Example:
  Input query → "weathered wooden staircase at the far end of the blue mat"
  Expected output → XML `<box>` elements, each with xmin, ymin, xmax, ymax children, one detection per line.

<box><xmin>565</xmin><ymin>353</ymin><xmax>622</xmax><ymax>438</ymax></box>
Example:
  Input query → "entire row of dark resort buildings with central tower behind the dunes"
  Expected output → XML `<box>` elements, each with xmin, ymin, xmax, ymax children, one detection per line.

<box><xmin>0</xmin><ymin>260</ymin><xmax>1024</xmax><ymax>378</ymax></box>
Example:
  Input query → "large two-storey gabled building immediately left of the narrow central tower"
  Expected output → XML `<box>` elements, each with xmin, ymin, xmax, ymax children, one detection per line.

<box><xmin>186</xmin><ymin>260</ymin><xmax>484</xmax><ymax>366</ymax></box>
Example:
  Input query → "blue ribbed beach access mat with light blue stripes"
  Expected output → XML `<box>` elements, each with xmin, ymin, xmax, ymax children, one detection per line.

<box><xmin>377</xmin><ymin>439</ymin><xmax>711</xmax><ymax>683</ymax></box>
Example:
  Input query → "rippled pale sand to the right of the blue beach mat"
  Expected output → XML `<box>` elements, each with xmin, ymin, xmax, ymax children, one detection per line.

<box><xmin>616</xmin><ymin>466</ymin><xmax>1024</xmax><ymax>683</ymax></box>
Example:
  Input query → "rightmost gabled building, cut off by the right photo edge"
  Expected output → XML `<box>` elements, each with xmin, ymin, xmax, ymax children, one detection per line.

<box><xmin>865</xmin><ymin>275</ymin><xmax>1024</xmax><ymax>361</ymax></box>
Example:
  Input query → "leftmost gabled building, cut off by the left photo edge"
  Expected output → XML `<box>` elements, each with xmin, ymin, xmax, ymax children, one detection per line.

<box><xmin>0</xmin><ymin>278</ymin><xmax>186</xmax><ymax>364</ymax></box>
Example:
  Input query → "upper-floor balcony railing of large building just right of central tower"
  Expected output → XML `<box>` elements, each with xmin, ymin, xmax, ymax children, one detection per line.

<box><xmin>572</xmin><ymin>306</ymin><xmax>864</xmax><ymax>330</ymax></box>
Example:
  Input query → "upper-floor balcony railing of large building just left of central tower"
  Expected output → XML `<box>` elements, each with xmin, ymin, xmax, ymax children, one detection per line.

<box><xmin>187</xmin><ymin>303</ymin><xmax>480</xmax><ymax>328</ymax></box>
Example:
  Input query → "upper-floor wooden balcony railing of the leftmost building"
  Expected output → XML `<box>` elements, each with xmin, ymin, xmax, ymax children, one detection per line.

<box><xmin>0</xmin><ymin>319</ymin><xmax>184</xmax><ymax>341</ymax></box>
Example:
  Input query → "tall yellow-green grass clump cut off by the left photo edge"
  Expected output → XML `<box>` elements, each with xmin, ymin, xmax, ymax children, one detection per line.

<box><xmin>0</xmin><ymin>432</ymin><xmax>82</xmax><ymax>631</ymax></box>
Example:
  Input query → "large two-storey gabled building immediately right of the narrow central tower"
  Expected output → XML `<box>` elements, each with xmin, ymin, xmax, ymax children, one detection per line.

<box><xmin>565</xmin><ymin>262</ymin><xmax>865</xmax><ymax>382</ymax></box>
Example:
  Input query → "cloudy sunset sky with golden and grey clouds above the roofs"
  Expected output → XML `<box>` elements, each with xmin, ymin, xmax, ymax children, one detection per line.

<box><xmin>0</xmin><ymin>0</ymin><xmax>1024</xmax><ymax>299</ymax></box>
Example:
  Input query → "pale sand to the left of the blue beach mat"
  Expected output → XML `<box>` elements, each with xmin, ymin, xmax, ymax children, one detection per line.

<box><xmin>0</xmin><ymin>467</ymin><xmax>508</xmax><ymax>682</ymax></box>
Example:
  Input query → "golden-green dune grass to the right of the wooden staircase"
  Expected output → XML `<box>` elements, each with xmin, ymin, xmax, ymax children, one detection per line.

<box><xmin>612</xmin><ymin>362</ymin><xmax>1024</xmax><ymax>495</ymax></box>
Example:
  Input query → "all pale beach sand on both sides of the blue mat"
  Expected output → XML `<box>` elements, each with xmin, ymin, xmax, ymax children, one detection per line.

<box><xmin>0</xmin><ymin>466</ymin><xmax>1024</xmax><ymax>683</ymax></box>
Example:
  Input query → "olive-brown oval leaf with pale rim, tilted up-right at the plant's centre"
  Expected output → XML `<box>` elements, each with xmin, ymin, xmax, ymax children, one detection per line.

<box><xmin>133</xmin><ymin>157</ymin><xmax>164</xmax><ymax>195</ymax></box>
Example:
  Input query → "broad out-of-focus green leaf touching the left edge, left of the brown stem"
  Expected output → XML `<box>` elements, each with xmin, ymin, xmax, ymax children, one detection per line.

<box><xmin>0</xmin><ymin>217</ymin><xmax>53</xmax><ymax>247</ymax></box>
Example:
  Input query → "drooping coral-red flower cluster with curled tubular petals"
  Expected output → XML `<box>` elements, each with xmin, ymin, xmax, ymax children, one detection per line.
──────────
Problem: Without skipping a line, print the listing once more exactly.

Exercise answer:
Example:
  Input query → "weathered wooden staircase at the far end of the blue mat"
  Expected output → XML `<box>` elements, each with xmin, ymin, xmax, ymax children, one detection per line.

<box><xmin>565</xmin><ymin>353</ymin><xmax>622</xmax><ymax>438</ymax></box>
Example:
  Input query → "entire row of dark resort buildings with central tower behind the dunes"
  Expected output → XML `<box>` elements, each with xmin, ymin, xmax, ymax children, one detection per line.

<box><xmin>0</xmin><ymin>260</ymin><xmax>1024</xmax><ymax>378</ymax></box>
Example:
  Input query → "large two-storey gabled building immediately left of the narrow central tower"
  Expected output → XML `<box>` elements, each with xmin, ymin, xmax, ymax children, one detection per line.

<box><xmin>186</xmin><ymin>260</ymin><xmax>484</xmax><ymax>366</ymax></box>
Example:
  Input query → "blue ribbed beach access mat with light blue stripes"
  Expected output → XML `<box>` elements, each with xmin, ymin, xmax, ymax children, one detection per line.

<box><xmin>377</xmin><ymin>439</ymin><xmax>711</xmax><ymax>683</ymax></box>
Example:
  Input query → "rippled pale sand to the right of the blue beach mat"
  Expected output → XML `<box>` elements, each with xmin, ymin, xmax, ymax children, one detection per line.

<box><xmin>616</xmin><ymin>466</ymin><xmax>1024</xmax><ymax>683</ymax></box>
Example:
  Input query → "rightmost gabled building, cut off by the right photo edge"
  Expected output → XML `<box>` elements, each with xmin, ymin, xmax, ymax children, one detection per line.

<box><xmin>865</xmin><ymin>275</ymin><xmax>1024</xmax><ymax>361</ymax></box>
Example:
  Input query → "leftmost gabled building, cut off by the left photo edge"
  Expected output → XML `<box>` elements, each with xmin, ymin, xmax, ymax children, one detection per line.

<box><xmin>0</xmin><ymin>278</ymin><xmax>186</xmax><ymax>364</ymax></box>
Example:
  Input query → "upper-floor balcony railing of large building just right of central tower"
  Expected output → XML `<box>` elements, each with xmin, ymin, xmax, ymax children, one detection per line.

<box><xmin>572</xmin><ymin>306</ymin><xmax>864</xmax><ymax>330</ymax></box>
Example:
  Input query → "upper-floor balcony railing of large building just left of central tower"
  Expected output → XML `<box>` elements, each with xmin, ymin, xmax, ymax children, one detection per line.

<box><xmin>187</xmin><ymin>303</ymin><xmax>480</xmax><ymax>328</ymax></box>
Example:
  Input query → "upper-floor wooden balcony railing of the leftmost building"
  Expected output → XML `<box>` elements, each with xmin, ymin, xmax, ymax children, one detection per line.

<box><xmin>0</xmin><ymin>319</ymin><xmax>184</xmax><ymax>341</ymax></box>
Example:
  Input query → "tall yellow-green grass clump cut off by the left photo edge"
  Expected output → XML `<box>` elements, each with xmin, ymin, xmax, ymax children, one detection per line.

<box><xmin>0</xmin><ymin>432</ymin><xmax>82</xmax><ymax>631</ymax></box>
Example:
  Input query → "large two-storey gabled building immediately right of the narrow central tower"
  Expected output → XML `<box>` elements, each with xmin, ymin, xmax, ymax children, one detection per line.

<box><xmin>565</xmin><ymin>262</ymin><xmax>865</xmax><ymax>382</ymax></box>
Example:
  Input query → "cloudy sunset sky with golden and grey clouds above the roofs"
  Expected output → XML `<box>` elements, each with xmin, ymin, xmax, ymax children, one detection per line.

<box><xmin>0</xmin><ymin>0</ymin><xmax>1024</xmax><ymax>299</ymax></box>
Example:
  Input query → "pale sand to the left of the blue beach mat"
  Expected output → XML `<box>` elements, each with xmin, ymin, xmax, ymax children, one detection per line.

<box><xmin>0</xmin><ymin>467</ymin><xmax>508</xmax><ymax>682</ymax></box>
Example:
  Input query → "golden-green dune grass to the right of the wooden staircase"
  Expected output → XML `<box>` elements, each with xmin, ymin, xmax, ymax children, one detection per line.

<box><xmin>612</xmin><ymin>362</ymin><xmax>1024</xmax><ymax>495</ymax></box>
Example:
  Input query → "all pale beach sand on both sides of the blue mat"
  Expected output → XML `<box>` elements, each with xmin, ymin, xmax, ymax children, one detection per line.

<box><xmin>0</xmin><ymin>466</ymin><xmax>1024</xmax><ymax>683</ymax></box>
Example:
  Input query → "olive-brown oval leaf with pale rim, tilted up-right at the plant's centre"
  Expected output → XML `<box>` elements, each with xmin, ymin, xmax, ymax children, one detection per line.

<box><xmin>133</xmin><ymin>157</ymin><xmax>164</xmax><ymax>195</ymax></box>
Example:
  Input query → "broad out-of-focus green leaf touching the left edge, left of the brown stem"
  Expected output → XML `<box>` elements, each with xmin, ymin, xmax, ymax children, one detection per line.

<box><xmin>0</xmin><ymin>217</ymin><xmax>53</xmax><ymax>247</ymax></box>
Example:
  Input query → "drooping coral-red flower cluster with curled tubular petals"
  Expected output → XML `<box>` elements, each with xmin, ymin, xmax, ymax children, one detection per line.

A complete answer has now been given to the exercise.